Edit the data below so that "one point per instance" becomes "a single point for each instance" wherever it occurs and nothing else changes. Leave the pictures out of your answer.

--- begin Supplied records ---

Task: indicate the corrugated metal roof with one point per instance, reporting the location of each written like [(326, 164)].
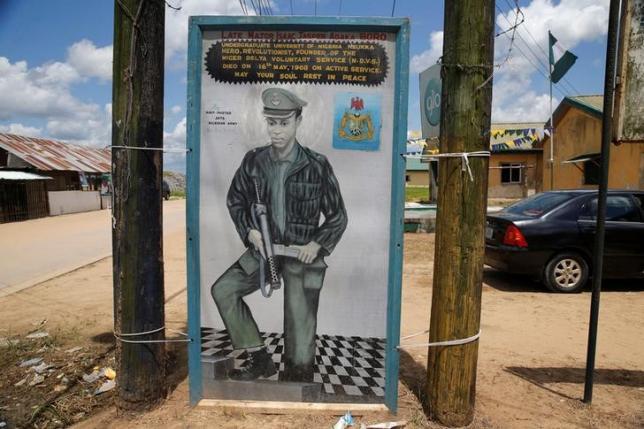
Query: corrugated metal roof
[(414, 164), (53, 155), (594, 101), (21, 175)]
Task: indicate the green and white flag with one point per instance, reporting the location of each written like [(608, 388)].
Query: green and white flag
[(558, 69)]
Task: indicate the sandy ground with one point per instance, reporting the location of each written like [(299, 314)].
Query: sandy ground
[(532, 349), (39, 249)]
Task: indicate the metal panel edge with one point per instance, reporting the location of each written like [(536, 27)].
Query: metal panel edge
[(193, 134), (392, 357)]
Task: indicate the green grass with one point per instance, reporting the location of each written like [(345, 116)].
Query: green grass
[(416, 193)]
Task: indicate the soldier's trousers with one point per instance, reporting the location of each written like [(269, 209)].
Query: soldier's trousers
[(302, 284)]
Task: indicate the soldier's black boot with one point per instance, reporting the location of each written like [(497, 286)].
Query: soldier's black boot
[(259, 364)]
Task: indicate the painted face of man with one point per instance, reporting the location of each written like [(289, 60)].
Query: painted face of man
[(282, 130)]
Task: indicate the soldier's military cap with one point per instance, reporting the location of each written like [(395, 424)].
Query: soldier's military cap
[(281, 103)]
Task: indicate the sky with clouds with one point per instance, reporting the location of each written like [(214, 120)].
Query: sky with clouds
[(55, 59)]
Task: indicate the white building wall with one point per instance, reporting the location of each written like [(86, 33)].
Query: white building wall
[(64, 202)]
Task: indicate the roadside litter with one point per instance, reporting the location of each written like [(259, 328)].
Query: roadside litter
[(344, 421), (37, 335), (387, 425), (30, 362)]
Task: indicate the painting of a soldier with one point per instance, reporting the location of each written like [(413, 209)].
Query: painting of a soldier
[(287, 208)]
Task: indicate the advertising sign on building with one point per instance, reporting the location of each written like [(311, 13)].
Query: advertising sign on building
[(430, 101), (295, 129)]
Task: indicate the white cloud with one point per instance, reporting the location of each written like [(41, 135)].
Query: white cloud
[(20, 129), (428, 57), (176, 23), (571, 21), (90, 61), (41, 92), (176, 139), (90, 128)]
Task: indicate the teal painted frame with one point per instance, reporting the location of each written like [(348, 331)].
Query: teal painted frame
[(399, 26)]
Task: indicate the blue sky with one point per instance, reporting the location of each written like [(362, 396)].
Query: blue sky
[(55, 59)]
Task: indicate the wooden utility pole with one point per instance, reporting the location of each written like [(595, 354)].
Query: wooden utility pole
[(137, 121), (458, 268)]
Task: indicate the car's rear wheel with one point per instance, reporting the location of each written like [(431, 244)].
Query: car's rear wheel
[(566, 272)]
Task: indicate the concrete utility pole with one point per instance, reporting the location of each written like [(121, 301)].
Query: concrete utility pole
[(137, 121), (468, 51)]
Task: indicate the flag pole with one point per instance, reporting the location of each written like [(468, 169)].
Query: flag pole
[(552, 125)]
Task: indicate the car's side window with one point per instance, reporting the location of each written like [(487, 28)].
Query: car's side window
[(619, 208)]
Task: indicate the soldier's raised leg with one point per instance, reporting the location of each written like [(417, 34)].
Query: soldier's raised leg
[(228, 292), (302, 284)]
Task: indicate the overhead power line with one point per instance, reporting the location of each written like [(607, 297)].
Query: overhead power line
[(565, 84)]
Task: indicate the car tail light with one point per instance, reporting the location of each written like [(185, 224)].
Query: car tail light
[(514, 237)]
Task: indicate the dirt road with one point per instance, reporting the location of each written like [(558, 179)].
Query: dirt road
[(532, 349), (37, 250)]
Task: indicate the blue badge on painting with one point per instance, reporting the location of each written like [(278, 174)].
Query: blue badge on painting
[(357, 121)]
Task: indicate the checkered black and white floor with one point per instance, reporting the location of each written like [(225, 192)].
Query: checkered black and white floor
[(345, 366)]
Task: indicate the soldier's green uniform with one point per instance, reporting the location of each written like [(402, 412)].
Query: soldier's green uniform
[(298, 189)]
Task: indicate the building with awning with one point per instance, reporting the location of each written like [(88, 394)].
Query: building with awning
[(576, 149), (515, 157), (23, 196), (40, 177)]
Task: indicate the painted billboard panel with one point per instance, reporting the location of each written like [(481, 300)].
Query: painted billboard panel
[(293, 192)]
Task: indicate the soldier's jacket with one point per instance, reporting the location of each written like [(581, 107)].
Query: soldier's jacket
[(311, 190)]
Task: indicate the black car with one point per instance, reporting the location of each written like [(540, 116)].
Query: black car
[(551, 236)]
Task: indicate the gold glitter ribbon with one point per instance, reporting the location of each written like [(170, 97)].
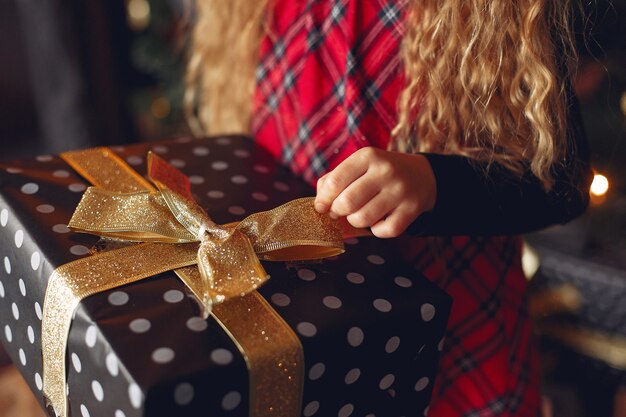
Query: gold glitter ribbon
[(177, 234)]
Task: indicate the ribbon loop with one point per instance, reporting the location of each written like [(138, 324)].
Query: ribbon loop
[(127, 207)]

--- end Supplied records ---

Response to this exercise:
Task: indicate the corrugated metal roof with a single point for each instance, reporting the location of each written like [(326, 164)].
Query: corrugated metal roof
[(414, 164), (53, 155), (594, 101), (21, 175)]
Task: indicate the green and white flag with a single point for each instance, reporting the location of each written like [(608, 388)].
Query: green and white flag
[(558, 69)]
Task: indicate the sandy ground with a single point for each instance, reporting the location of each written like [(299, 314)].
Query: sandy ground
[(532, 349), (39, 249)]
Task: indicate the metal panel edge with a single point for each instance, reporting the location of each written like [(536, 27)].
Query: metal panel edge
[(193, 134), (392, 357)]
Task: indicate the green grass with a single point for each instance, reporting the location of each written like [(345, 116)].
Query: green grass
[(416, 193)]
Task: indicate the soldier's trousers with a single point for each instance, reporting the location of each written like [(269, 209)].
Query: soldier's trousers
[(302, 284)]
Task: indicate the soldier's black boot with a single point for each instance, reporting the location of each written like [(497, 286)].
Query: soldier's black boot
[(259, 364)]
Task: indicate the painted face of man with a single point for each instance, reporting the location of each written like [(289, 60)].
Query: painted face of man
[(282, 130)]
Task: indicate the soldier's military cap with a single point for each instance, reporting the location of each written like [(395, 424)].
Query: soldier's military cap
[(281, 103)]
Task: indicate the sky with clouds with a single point for each instance, reporting the location of each written like [(214, 120)].
Query: sky with clouds
[(55, 59)]
Task: indicate the white building wall with a single point for each instance, reporting the location of each written like [(86, 33)].
Query: white building wall
[(64, 202)]
Task: indicate the roadside litter with a single point for each instance, reporting the location of each written like [(259, 328)].
Query: roadside litter
[(344, 421), (37, 335), (387, 425), (30, 362)]
Task: indicate the painting of a soldier with a single point for each instance, reporting the location of each written like [(413, 209)].
Query: painting of a soldier
[(287, 208)]
Task: indicate the advertising sign on building with a single point for each instance, reporting the location of each written like [(311, 13)].
Query: advertising sign on building
[(430, 101), (295, 129)]
Task: indicate the white cloud with a single point for each instance, reporting the location of each written like [(41, 135)].
Query: white cloud
[(20, 129), (428, 57), (176, 23), (571, 21), (90, 61), (41, 92), (176, 139), (90, 128)]
Task: indicate the teal painted frame with a single point for each instance, reporting the location of each written like [(348, 331)].
Query: teal painted frame
[(399, 26)]
Task: indicate the blue sky with a single point for each instance, reporting the location of each written like [(362, 396)].
Query: blue sky
[(55, 59)]
Task: indicate the wooden utility pole with a single point for each instance, reporting the location of each written like [(595, 354)].
Query: wooden utility pole
[(137, 121), (458, 268)]
Task: indicate the car's rear wheel with a single point for each instance, reporting the location of each written like [(431, 244)].
Query: car's rear wheel
[(566, 272)]
Task: indicate the concrete utility pole with a single point for each instance, reporting the location of each written like [(121, 301)].
Query: concrete utility pole
[(137, 121), (468, 51)]
Task: indicate the flag pole with a single point for each instance, reporting the location of each written like [(468, 169)].
Query: flag pole
[(552, 125)]
Task: indicate the car's side window with a single point for each instance, reporting the location of each written like [(487, 28)].
Query: car's side window
[(619, 208)]
Task: indicate the soldier's raised leg with a single point for each instance, reporting the location of each written like [(417, 34)].
Query: soldier's raised leg
[(228, 292), (302, 284)]
Task: indicate the overhead power line with a single point for each instance, reporting the location of each written like [(607, 297)].
Query: overhead power line
[(565, 84)]
Task: indicate the car tail light with a single point for each instance, reporting the location of each written like [(185, 224)].
Query: car tail light
[(514, 237)]
Task: indicate the dirt road with a single point for each instance, reporting the location of each written like [(558, 179)].
Query: dirt road
[(532, 349), (37, 250)]
Task: indicate the blue badge on painting with a single point for each instance, reporting the location of each written like [(278, 174)].
Query: blue badge on painting
[(357, 121)]
Task: indicate the checkered black and white floor with a single point for each instance, reporting the location of each written like [(225, 192)].
Query: checkered black and white floor
[(345, 366)]
Task: indicate the soldier's green uniform with a single point for each instance, reporting the location of each written like [(402, 412)].
Query: soldier's green uniform
[(298, 189)]
Task: indicate the building with awning with a single point for each instance, reporting the location of each written like [(88, 394)].
Query: building with awning
[(576, 149), (515, 157), (23, 196), (40, 177)]
Task: indicate the painted billboard panel with a single point for each instance, reporting the location of each written like [(481, 300)].
Query: painted billboard panel
[(293, 192)]
Task: indicate the soldier's jacket with a single point for each instance, reporting the location of each written like [(581, 107)].
Query: soldier's jacket
[(311, 190)]
Task: indicate the black car with a single point for each instance, reporting the location of each written like [(540, 116)].
Query: black car
[(551, 236)]
Task: indicate the gold glitter ribbon with a single point for each instance, reporting the location of each written like [(170, 97)].
Query: gold glitter ribbon
[(177, 234)]
Task: indicate the ribbon loop with a single point for each instance, reporting the location of each written like [(138, 324)].
Query: ribbon loop
[(127, 207)]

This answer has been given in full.